====== Extracted data ======

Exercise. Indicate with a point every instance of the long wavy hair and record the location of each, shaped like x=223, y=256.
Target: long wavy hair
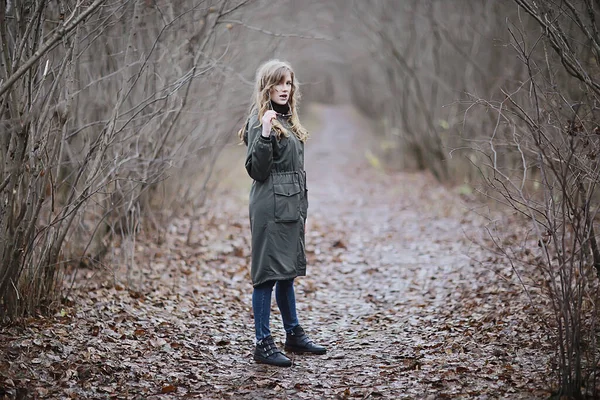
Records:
x=268, y=76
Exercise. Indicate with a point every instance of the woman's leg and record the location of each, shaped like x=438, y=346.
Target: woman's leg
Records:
x=286, y=301
x=261, y=305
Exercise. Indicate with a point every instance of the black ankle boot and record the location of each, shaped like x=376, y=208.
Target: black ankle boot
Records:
x=298, y=342
x=267, y=353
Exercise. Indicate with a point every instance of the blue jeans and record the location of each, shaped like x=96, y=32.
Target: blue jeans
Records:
x=261, y=304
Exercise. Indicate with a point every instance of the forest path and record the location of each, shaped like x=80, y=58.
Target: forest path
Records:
x=391, y=290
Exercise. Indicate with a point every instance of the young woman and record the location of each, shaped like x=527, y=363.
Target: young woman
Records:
x=278, y=206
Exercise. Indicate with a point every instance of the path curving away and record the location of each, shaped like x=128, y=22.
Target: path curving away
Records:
x=392, y=290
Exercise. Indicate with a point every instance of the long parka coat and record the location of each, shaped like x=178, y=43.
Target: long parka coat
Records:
x=278, y=203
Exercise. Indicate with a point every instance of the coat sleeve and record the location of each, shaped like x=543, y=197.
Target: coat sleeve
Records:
x=259, y=158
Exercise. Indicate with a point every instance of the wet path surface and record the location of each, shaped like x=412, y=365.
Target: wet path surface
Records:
x=392, y=290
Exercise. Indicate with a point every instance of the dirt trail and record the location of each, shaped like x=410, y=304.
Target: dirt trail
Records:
x=391, y=290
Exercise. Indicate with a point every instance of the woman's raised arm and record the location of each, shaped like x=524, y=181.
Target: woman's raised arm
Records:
x=259, y=158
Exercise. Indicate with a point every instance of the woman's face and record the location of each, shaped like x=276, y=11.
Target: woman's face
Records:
x=280, y=93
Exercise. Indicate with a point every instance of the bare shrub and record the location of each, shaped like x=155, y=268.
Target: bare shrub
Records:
x=92, y=103
x=550, y=121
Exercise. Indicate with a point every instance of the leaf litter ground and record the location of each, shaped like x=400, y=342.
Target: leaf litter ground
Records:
x=395, y=290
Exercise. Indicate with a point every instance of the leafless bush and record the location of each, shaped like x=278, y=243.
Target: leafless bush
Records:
x=550, y=120
x=92, y=99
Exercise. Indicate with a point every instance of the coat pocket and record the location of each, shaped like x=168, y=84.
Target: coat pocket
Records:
x=287, y=201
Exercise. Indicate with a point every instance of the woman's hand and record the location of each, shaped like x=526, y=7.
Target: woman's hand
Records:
x=266, y=122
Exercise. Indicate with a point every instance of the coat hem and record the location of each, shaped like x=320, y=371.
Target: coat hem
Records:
x=277, y=278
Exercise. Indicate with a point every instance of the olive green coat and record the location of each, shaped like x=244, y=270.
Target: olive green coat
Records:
x=278, y=203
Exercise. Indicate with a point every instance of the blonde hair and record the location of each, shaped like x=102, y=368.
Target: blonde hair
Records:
x=268, y=76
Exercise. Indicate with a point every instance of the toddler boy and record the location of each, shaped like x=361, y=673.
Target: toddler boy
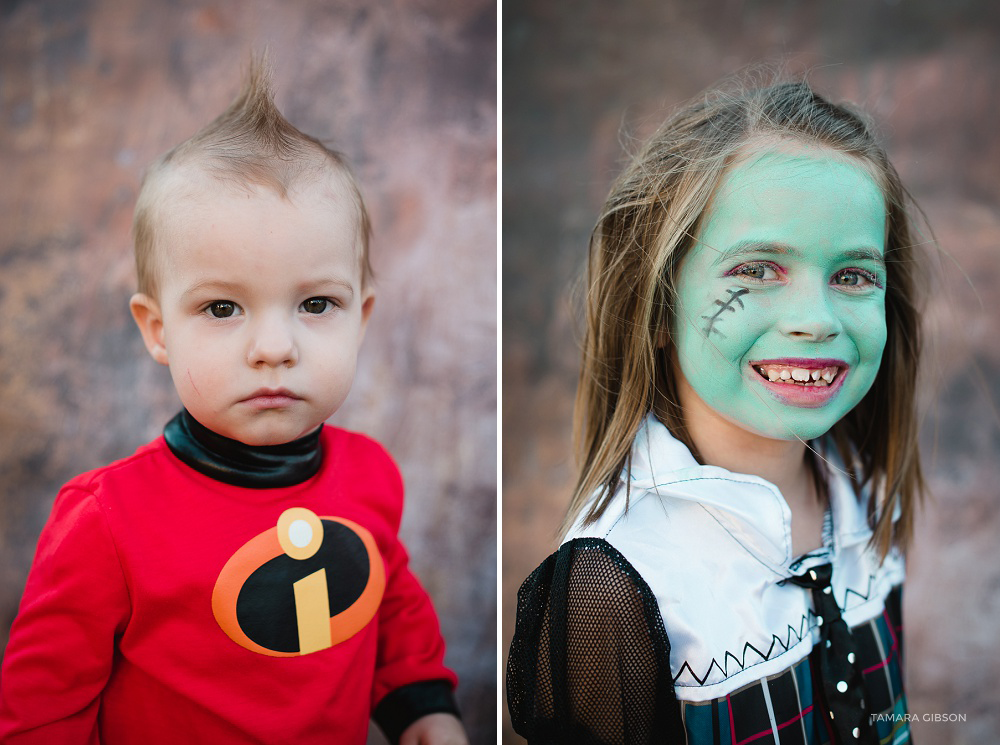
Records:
x=240, y=578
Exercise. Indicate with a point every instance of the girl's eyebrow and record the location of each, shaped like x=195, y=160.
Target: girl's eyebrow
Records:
x=743, y=248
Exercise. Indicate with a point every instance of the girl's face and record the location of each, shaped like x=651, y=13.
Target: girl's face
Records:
x=780, y=321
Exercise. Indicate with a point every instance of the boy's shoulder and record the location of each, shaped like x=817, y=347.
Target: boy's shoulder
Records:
x=145, y=458
x=347, y=445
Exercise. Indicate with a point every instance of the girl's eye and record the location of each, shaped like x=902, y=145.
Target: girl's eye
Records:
x=316, y=305
x=760, y=272
x=223, y=309
x=855, y=278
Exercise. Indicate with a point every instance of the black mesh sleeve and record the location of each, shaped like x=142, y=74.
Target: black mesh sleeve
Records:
x=590, y=659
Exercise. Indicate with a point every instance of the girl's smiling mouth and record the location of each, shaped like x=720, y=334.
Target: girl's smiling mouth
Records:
x=801, y=382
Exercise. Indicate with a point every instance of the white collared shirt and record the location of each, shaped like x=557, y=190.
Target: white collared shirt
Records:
x=715, y=546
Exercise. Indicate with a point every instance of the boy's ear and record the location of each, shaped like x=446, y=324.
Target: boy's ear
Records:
x=149, y=319
x=367, y=303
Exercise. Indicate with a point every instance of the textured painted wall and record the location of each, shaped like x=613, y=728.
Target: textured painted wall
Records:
x=582, y=79
x=91, y=91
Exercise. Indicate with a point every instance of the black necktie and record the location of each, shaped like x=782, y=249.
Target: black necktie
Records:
x=843, y=689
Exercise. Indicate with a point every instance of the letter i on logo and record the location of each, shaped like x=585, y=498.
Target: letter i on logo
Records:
x=300, y=534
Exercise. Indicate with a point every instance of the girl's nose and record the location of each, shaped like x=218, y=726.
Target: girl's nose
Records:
x=272, y=345
x=810, y=316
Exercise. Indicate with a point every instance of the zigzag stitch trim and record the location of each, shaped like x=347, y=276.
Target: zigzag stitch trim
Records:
x=785, y=645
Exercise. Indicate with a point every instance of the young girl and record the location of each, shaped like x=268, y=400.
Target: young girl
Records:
x=733, y=558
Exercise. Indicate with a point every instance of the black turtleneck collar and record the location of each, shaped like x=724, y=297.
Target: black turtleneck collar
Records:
x=232, y=462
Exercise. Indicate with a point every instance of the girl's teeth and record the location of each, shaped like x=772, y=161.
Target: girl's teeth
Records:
x=816, y=377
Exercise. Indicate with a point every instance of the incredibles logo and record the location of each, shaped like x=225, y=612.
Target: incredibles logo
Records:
x=304, y=585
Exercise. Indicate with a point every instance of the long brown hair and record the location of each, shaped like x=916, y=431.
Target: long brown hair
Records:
x=643, y=234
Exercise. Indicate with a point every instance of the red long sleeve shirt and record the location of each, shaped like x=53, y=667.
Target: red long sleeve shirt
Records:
x=162, y=607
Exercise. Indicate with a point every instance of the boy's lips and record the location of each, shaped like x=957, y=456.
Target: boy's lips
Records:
x=271, y=398
x=799, y=381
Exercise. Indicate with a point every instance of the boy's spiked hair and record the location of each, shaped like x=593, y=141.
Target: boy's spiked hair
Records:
x=649, y=224
x=250, y=143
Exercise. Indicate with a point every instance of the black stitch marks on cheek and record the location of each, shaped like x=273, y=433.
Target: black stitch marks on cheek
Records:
x=724, y=305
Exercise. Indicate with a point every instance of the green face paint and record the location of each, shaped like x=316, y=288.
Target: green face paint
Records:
x=780, y=320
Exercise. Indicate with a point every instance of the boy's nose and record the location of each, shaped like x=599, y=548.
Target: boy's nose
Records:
x=810, y=316
x=272, y=345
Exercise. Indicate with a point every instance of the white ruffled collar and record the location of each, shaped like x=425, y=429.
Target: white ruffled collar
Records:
x=752, y=508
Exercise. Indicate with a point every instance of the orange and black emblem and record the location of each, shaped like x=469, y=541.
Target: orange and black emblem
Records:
x=304, y=585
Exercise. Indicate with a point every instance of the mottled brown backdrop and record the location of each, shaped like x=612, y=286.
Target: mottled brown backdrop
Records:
x=92, y=90
x=582, y=79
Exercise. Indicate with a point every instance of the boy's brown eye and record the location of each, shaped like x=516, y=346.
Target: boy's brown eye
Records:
x=315, y=305
x=222, y=309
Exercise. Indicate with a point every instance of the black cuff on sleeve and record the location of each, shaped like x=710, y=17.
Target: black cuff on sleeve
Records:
x=405, y=705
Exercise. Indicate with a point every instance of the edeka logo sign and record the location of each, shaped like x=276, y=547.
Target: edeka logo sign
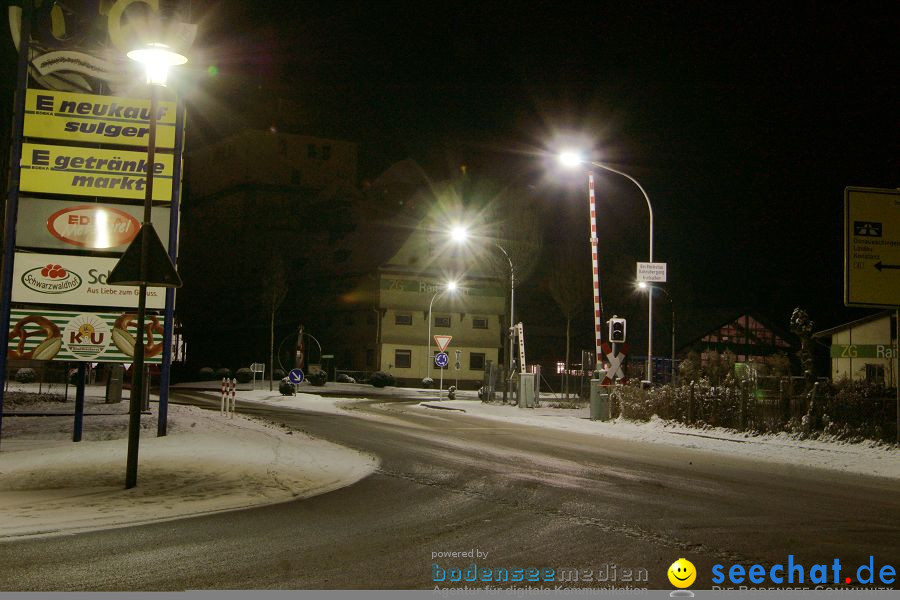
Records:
x=73, y=280
x=90, y=226
x=96, y=119
x=63, y=224
x=92, y=172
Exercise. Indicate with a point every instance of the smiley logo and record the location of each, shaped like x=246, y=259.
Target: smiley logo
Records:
x=682, y=573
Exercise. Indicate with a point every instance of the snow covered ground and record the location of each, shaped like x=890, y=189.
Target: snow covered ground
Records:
x=206, y=463
x=867, y=458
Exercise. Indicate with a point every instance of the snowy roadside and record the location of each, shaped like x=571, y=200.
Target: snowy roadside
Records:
x=206, y=463
x=867, y=458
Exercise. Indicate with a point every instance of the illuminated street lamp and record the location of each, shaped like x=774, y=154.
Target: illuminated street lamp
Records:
x=573, y=159
x=157, y=59
x=451, y=287
x=646, y=286
x=460, y=234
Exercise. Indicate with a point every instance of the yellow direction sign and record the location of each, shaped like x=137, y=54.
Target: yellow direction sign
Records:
x=96, y=119
x=93, y=172
x=871, y=247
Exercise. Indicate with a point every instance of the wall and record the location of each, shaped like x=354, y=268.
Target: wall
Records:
x=854, y=348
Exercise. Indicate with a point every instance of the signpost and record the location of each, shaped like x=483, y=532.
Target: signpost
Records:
x=442, y=342
x=872, y=255
x=871, y=247
x=651, y=272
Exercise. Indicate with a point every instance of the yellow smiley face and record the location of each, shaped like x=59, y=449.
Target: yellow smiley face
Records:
x=682, y=573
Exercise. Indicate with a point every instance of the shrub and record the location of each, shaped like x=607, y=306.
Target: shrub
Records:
x=381, y=379
x=244, y=375
x=317, y=378
x=25, y=375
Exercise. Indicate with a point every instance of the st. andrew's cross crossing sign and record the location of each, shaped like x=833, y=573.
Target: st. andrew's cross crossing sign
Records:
x=615, y=370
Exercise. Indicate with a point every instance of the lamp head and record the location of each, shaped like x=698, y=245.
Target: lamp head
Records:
x=570, y=159
x=459, y=234
x=157, y=59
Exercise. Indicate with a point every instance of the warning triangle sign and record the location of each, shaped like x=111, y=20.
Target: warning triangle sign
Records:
x=160, y=270
x=442, y=341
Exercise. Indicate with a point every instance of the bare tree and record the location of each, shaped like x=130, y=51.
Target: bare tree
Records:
x=570, y=288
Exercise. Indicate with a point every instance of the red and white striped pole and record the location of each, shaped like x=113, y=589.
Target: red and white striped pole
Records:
x=598, y=319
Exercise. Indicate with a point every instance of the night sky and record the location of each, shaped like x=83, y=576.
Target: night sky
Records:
x=744, y=123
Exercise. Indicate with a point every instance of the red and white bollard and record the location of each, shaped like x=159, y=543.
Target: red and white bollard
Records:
x=229, y=397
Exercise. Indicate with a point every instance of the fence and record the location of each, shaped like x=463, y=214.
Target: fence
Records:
x=847, y=410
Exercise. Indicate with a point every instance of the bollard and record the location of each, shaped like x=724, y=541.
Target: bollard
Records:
x=233, y=396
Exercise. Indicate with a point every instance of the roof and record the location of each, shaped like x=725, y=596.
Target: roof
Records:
x=868, y=319
x=702, y=321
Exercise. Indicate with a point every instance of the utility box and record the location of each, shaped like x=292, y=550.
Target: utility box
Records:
x=599, y=398
x=527, y=390
x=114, y=384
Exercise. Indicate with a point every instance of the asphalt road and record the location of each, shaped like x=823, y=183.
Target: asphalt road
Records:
x=528, y=497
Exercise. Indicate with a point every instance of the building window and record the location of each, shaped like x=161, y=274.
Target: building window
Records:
x=875, y=374
x=402, y=359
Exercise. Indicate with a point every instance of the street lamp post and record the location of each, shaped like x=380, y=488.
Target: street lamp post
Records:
x=460, y=234
x=156, y=59
x=571, y=159
x=449, y=286
x=643, y=285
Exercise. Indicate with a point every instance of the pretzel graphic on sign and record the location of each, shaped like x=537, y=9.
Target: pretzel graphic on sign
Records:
x=125, y=341
x=46, y=349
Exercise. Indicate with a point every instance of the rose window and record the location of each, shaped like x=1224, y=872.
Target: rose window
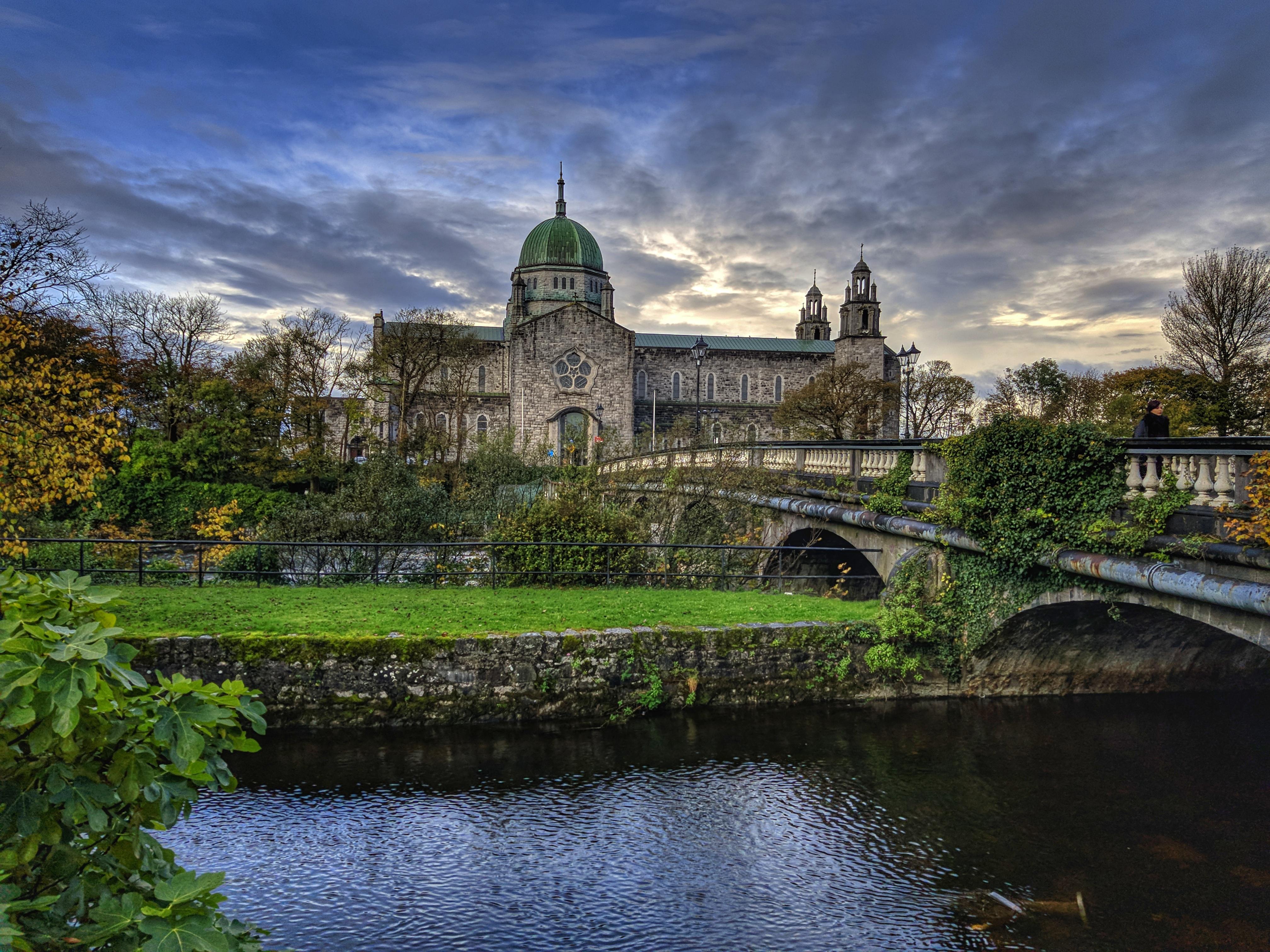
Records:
x=573, y=371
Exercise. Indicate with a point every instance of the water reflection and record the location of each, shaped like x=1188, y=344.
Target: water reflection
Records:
x=879, y=828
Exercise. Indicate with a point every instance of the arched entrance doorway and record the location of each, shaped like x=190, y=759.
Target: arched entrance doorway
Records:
x=575, y=439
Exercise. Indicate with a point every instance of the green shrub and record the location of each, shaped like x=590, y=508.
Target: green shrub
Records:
x=92, y=761
x=1024, y=488
x=169, y=506
x=576, y=514
x=385, y=502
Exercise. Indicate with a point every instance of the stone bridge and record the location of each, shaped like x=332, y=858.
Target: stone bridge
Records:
x=1197, y=621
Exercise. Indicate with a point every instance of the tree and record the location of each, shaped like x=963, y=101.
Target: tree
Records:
x=1030, y=390
x=940, y=403
x=1218, y=326
x=167, y=344
x=844, y=402
x=45, y=269
x=59, y=431
x=1187, y=399
x=407, y=359
x=92, y=761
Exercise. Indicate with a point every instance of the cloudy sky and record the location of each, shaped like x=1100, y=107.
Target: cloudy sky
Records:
x=1027, y=178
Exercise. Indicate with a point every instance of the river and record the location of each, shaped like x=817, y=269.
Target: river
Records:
x=779, y=829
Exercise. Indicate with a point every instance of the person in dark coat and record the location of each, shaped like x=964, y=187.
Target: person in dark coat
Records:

======

◆ Description of the task
Reproduce verbatim the rows starting with the line that contains "Exercise. Indicate with a point every instance of the cloudy" and continuing through the last line of the rows, including both ends.

◆ Solution to this exercise
Exercise. Indicate with a point every instance of the cloudy sky and record the location of each, shaped like x=1100, y=107.
Target: cloudy sky
Records:
x=1027, y=178
Exercise. Indicate with a point every instance of the river and record the location of each, shaped like x=817, y=269.
Target: river
Records:
x=779, y=829
Exercise. Indicate with a point every instance of the person in dark coat and record the location of each, shaped like x=964, y=187.
Target: person in dark coat
Records:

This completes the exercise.